Dataset excerpts on pointing to objects
^^^^^^^^^^^^^^^^
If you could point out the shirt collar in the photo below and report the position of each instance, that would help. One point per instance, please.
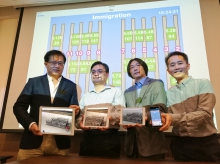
(141, 81)
(50, 78)
(184, 82)
(106, 87)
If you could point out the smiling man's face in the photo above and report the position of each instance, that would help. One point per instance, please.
(137, 70)
(178, 68)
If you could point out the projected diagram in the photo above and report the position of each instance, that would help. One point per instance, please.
(115, 38)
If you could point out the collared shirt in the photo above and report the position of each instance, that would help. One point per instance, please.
(109, 94)
(191, 106)
(139, 85)
(53, 91)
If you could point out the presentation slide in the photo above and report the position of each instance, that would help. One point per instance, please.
(114, 34)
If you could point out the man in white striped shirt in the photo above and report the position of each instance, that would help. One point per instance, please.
(102, 141)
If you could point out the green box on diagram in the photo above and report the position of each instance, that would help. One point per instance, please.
(86, 39)
(83, 66)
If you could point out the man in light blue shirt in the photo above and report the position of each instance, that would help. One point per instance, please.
(102, 141)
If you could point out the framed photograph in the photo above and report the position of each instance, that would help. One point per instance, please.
^^^^^^^^^^^^^^^^
WRITTEN PROBLEM
Please copy the material word for word, starting at the line with "If you could point out the presentation" and continuing through the end of the material.

THE RESULT
If you could point out the presentation slide in the photo above and report the position of each instance, that would help. One point per instance, please.
(114, 34)
If you could point out the man in white striped shirt in the photo above and report the position of each instance, that would help. One point per instance, please.
(102, 141)
If you could point out the green box on diagram in the photo above and report the position of each instance, that would help. One point per instance, please.
(86, 39)
(83, 66)
If you could point out the man in light blue shirt in the photo above and report the position of each instance, that would help. One point per instance, please.
(102, 141)
If you could point out the framed photograph in the photo above and report the position of each instance, that would help. One point per instance, please.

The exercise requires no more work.